=== Page ===
Neo-Chicanery

Neo-Chicanery

The War Party messages since 9/11 are always consistent and predictable, with the typical shibboleths always accounted for:

  • “Either you’re with us, or you’re with the terrorists.”
  • “We have to scale back our freedoms — temporarily — for the good of the country.”
  • “There has to be immediate justice upon the perpetrators.”
  • “All Arabs are always evil, and Israel is always the victim.”
  • “We must defend our allies at all costs.”
  • “Being anti-war is synonymous with Anti-Americanism.”
  • “Anti-war equals leftism.”
  • “Now is not the time to rally against your government.”
  • “True patriots are united in this effort for justice.”

Accordingly, we must all stand behind our government — unconditionally — in this time of crisis. We are supposed to unblinkingly support the war effort, blame all Arab peoples — everywhere — for wacko fundamentalism, and trust that everything the government does is good for us, and consequently, is the right thing to do.

Not much changes with the neocons and their allies on this issue. First principles, for these folks, are irrelevant. What matters to them is that they be able to pick and choose those issues that best suit their pet causes, that being the military, unconditional support for Israel, and a pragmatic view of the State. The neocons are joined by some of their left-Democratic and formerly libertarian allies in thinking the State may have congenital evils in terms of its domestic policies, however, in terms of foreign policy, the State is a good commodity, and a necessary vanguard of justice against its declared enemies.

Of course, most apparent is the self-contradiction of those who purport to be anti-statist, yet endorse the rolling War Machine and its centralizing mission. How is it that the neocons and assorted other War Party Peoples can be so easily caught up in their self-contradictory assertion that U.S. interventionist foreign policy cannot possibly cause fanatical Arabs to behave in certain evil ways, but our democracy and ways of freedom can cause them to behave in those particular ways? Though it sounds preposterous that anyone would dare assert this point with any sincerity, it has been, and remains the focal point in debates on causation. The conservative news shows are littered with this kind of commentary.

There is a serious denial afoot on the part of the neocon journalists, news shows, and writers who assert that U.S. foreign policy blunders have no responsibility whatsoever in pissing off generations of Arab hardliners. This way, the apologists for the State can placate themselves into believing they have a legitimate argument for the expansion of the State and total war.

After all, the neocons have always loved the State where and when it can benefit them. From civil rights to building empire, and from anti-trust to military pet projects, the State is a necessary compulsion for their coercive management of individuals in society.

Bill Kristol, the Godfather of neo-chicanery, long ago disposed of limited government ideals in favor of bigger taxes, more environmental regulation, greater income redistribution, and the break-up of anti-government sentiment. For Kristol and cohorts like Bill Buckley, David Brooks, and Norman Podhoretz, the secular religion of the State has come to replace a decentralized Republic of limited government. No longer is limited government the goal; instead it is limiting the social left in positions in government, and inserting big-government Republicans in their place.

And statism, as we well know, is a special sweetheart of all the former leftists that gravitated from Leftist to Neocon status. First, they claim a love of the free market and a desire for less government intervention upon that realm. And they profess to want more individual autonomy for citizens, with less coercion from collective groups and federal bureaucrats. Yet, in spite of their declaration of favoring smaller government, they pile more of it upon us each time they are given the opportunity.

=== Extracted material ===
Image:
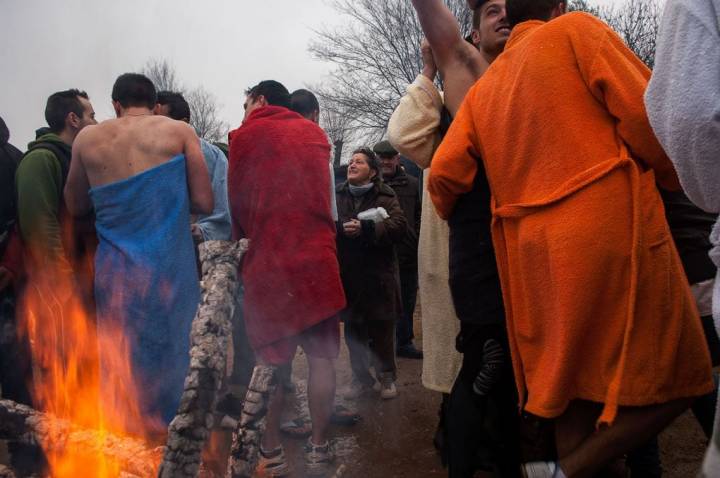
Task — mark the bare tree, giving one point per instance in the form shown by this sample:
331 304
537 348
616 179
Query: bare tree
377 53
162 74
339 125
204 108
636 21
204 115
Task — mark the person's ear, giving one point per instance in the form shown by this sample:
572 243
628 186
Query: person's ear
73 120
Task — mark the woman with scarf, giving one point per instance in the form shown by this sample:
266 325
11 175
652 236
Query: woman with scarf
370 224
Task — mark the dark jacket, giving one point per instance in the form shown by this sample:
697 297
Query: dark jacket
690 227
407 189
9 159
368 263
474 279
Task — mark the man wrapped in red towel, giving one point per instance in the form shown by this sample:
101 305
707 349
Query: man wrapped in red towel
279 191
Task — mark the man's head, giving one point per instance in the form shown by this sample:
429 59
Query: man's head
490 27
266 93
4 132
173 105
67 112
523 10
133 90
305 103
389 158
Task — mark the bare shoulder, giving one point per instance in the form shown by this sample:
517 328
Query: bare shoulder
471 59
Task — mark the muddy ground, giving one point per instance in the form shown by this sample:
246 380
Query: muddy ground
394 439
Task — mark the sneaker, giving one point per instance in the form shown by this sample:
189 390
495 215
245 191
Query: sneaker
273 463
409 351
355 390
388 390
318 458
542 469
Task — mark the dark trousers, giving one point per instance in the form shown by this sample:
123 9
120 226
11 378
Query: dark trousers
371 343
408 289
483 431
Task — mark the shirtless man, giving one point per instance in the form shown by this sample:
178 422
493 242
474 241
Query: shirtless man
144 175
473 277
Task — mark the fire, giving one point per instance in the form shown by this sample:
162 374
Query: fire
83 375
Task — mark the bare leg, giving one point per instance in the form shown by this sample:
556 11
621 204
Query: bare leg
585 456
271 437
321 395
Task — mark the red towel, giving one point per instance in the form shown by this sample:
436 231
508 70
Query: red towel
279 191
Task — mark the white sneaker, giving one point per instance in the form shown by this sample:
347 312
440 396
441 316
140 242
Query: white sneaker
388 391
542 469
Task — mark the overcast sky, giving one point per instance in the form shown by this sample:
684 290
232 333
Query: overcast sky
225 45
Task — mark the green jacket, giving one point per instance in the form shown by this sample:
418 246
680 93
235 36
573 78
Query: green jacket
40 182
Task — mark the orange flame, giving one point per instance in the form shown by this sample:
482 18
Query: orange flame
82 375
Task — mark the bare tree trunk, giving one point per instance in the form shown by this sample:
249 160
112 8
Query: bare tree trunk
210 336
246 439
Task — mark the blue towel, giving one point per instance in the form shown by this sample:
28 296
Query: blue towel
146 277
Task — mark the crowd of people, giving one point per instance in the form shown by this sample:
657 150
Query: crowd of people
559 238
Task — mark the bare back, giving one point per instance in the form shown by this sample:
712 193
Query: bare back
124 147
121 148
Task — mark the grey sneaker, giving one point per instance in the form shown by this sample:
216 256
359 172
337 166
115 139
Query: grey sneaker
389 390
354 390
273 463
542 469
318 459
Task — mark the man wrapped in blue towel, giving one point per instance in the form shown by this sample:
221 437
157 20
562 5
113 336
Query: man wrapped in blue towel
144 175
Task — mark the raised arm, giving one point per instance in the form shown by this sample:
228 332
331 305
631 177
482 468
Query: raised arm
683 99
454 165
414 127
459 62
201 195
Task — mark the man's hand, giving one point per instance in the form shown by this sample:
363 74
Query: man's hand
352 228
429 67
7 278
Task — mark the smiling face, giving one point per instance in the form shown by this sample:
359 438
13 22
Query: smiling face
359 171
492 30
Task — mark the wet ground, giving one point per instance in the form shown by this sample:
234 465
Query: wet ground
394 438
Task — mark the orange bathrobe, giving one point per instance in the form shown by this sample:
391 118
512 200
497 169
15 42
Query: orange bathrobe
598 307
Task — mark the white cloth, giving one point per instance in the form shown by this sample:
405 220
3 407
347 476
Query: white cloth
414 130
683 103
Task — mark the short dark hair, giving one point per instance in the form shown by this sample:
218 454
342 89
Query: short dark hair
178 107
60 105
477 14
134 89
274 92
304 102
519 11
373 162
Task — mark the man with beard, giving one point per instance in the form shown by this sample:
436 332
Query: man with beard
589 272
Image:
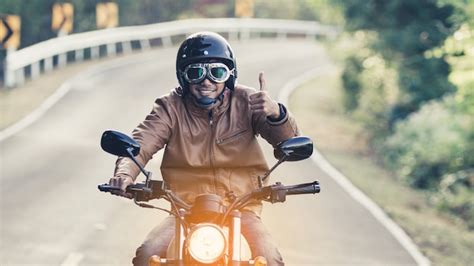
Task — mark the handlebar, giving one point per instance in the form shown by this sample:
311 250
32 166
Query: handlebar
140 191
308 188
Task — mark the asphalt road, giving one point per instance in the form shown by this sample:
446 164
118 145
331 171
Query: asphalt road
53 214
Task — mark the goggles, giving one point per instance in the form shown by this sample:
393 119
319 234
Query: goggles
216 72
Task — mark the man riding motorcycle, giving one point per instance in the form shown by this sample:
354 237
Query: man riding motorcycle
208 127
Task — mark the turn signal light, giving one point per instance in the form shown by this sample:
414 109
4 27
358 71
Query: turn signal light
260 261
155 261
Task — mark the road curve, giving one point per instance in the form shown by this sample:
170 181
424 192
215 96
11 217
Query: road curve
52 214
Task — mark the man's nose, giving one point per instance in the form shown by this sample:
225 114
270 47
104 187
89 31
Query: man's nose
206 82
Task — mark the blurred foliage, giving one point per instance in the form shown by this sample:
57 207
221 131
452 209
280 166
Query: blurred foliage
405 31
431 143
409 79
456 195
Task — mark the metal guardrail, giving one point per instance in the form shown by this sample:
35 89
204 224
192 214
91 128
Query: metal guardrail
57 52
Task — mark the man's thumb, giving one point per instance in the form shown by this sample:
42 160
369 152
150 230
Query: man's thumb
261 80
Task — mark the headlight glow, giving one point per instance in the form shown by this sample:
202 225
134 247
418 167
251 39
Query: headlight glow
206 243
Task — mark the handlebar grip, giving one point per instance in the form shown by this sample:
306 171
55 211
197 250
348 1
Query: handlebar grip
308 188
108 188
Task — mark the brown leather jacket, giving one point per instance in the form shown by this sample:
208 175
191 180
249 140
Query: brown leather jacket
207 151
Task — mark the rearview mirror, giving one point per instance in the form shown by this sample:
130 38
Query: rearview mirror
119 144
294 149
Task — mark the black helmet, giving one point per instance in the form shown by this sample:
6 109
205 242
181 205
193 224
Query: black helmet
204 46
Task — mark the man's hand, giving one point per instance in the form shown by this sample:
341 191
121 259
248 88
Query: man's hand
122 183
261 103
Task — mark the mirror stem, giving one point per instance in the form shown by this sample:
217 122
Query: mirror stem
273 168
145 172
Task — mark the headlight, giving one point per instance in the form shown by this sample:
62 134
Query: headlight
206 243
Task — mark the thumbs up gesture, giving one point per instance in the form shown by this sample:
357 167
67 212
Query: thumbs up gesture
261 103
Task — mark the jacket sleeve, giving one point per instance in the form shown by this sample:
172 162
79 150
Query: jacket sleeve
152 134
275 132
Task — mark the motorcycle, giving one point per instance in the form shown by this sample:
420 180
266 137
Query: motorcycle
207 232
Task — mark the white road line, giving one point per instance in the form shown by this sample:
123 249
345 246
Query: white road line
73 259
63 90
344 182
33 116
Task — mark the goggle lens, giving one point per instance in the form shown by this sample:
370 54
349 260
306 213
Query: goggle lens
216 72
219 72
195 73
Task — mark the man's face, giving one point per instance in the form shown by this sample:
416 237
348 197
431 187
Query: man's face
206 88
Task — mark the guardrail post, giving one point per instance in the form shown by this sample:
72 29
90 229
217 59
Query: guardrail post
233 36
244 35
62 60
145 44
166 41
48 64
281 35
95 52
20 77
35 70
8 72
126 47
79 55
111 49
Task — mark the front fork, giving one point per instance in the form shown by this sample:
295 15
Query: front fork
234 244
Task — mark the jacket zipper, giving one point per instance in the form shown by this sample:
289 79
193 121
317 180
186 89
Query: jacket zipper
219 141
211 155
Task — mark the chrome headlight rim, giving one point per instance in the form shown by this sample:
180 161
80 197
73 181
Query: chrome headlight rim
199 229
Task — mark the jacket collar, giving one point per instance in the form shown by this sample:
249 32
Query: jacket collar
220 107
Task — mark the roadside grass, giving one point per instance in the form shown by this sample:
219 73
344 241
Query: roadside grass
318 110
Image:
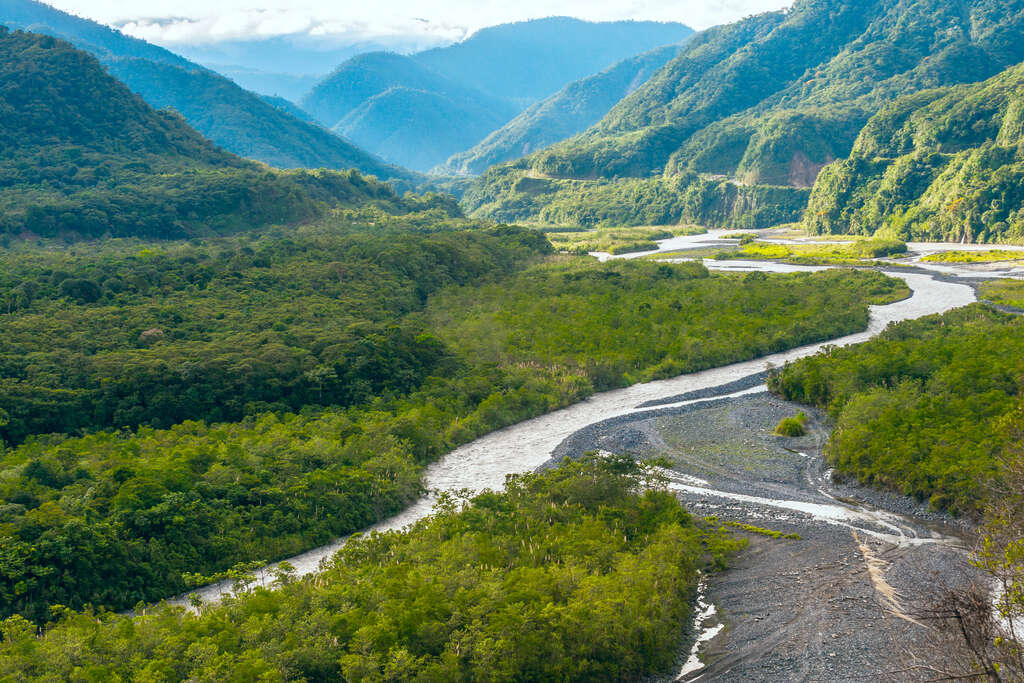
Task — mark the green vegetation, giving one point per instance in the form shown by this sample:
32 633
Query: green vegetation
988 256
512 194
81 156
258 394
794 426
854 253
923 408
771 534
570 111
615 241
944 164
624 322
1004 292
584 572
241 122
765 101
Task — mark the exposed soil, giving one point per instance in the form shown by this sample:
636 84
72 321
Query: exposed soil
839 603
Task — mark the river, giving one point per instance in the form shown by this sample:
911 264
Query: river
524 446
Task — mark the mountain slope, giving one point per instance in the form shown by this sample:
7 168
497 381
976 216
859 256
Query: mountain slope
528 60
570 111
769 100
402 111
944 164
393 122
81 156
235 119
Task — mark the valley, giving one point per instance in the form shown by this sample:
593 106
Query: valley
563 348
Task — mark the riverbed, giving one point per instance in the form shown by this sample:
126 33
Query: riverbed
524 446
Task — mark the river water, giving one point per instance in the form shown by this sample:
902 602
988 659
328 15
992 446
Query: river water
524 446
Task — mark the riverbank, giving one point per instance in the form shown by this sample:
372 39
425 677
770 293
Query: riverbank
836 604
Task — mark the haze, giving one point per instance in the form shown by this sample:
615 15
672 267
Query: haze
426 22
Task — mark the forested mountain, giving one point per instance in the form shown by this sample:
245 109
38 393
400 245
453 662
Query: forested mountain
235 119
408 114
290 66
943 164
570 111
419 129
528 60
418 111
768 100
82 156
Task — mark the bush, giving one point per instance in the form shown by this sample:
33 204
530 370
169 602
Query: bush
793 426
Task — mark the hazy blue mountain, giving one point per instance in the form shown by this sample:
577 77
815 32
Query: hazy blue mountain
754 110
393 122
375 99
528 60
372 74
231 117
402 111
290 66
570 111
82 156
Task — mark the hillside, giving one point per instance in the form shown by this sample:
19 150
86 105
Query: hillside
945 164
235 119
81 156
418 111
403 112
769 100
570 111
528 60
393 125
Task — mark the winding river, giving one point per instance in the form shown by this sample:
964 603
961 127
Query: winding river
524 446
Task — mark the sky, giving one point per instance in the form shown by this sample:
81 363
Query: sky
198 22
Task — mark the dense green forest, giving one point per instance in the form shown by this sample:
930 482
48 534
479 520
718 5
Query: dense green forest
768 100
258 394
584 572
83 157
506 194
924 409
235 119
941 165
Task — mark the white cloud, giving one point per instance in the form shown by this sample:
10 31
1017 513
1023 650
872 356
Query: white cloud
177 22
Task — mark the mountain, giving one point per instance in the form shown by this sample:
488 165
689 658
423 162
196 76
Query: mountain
393 122
570 111
763 102
81 156
528 60
418 111
403 112
235 119
944 164
291 66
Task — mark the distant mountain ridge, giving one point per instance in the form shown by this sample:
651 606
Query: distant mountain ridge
570 111
763 102
235 119
402 111
525 61
81 156
469 89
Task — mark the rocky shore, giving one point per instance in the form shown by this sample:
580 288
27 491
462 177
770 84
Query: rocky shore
836 604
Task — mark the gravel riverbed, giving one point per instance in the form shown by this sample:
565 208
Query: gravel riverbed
837 604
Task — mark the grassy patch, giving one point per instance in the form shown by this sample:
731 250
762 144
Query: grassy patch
987 256
1004 292
771 534
795 426
615 240
855 253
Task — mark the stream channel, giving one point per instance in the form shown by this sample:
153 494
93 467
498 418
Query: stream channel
819 608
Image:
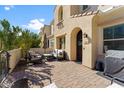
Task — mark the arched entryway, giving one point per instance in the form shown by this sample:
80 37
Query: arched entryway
79 46
76 45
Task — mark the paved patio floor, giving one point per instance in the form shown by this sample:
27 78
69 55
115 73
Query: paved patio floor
69 75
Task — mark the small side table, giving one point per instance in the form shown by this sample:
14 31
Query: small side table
48 57
100 63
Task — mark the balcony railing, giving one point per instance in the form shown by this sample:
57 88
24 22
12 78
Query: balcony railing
60 24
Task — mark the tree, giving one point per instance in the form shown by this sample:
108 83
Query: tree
16 37
5 33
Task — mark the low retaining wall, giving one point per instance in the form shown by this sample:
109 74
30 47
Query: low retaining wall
41 50
14 58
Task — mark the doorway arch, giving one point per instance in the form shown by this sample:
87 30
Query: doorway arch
76 44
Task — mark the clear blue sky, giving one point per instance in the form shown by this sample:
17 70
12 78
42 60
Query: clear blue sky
28 16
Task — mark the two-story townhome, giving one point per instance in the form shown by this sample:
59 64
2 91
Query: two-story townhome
82 31
85 31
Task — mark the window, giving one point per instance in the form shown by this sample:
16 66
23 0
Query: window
51 43
83 8
114 37
60 14
62 42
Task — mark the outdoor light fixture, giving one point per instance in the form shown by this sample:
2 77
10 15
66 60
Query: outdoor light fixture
85 35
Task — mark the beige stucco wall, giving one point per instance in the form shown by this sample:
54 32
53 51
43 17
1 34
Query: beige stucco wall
110 18
14 58
75 24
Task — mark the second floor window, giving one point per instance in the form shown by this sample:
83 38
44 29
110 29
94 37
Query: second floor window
83 7
60 14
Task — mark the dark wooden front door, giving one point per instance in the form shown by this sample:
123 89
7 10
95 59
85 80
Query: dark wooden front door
79 46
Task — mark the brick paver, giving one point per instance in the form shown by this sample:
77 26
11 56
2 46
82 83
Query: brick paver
73 75
69 75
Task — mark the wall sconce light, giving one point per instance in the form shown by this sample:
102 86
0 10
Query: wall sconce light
85 35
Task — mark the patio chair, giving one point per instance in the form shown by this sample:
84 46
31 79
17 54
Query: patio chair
114 68
34 58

=== To be done ===
1 > In the essay on neoconservatives, change "apologists" to "defenders" and write out the passage that begins at the words "There is a serious" and stops after "and total war.".
2 > Sum up the essay on neoconservatives in two sentences.
The rows have no connection to the essay on neoconservatives.

=== Outputs for the tasks ===
1 >
There is a serious denial afoot on the part of the neocon journalists, news shows, and writers who assert that U.S. foreign policy blunders have no responsibility whatsoever in pissing off generations of Arab hardliners. This way, the defenders for the State can placate themselves into believing they have a legitimate argument for the expansion of the State and total war.

2 > Since 9/11, the War Party has repeated predictable slogans that demand unconditional support for the government, its war effort, and Israel, and that equate anti-war views with anti-Americanism. The neocons, including Bill Kristol, are portrayed as self-contradictory statists who deny that U.S. foreign policy blunders angered Arab hardliners and who, despite claiming to favor smaller government, expand it whenever they have the chance.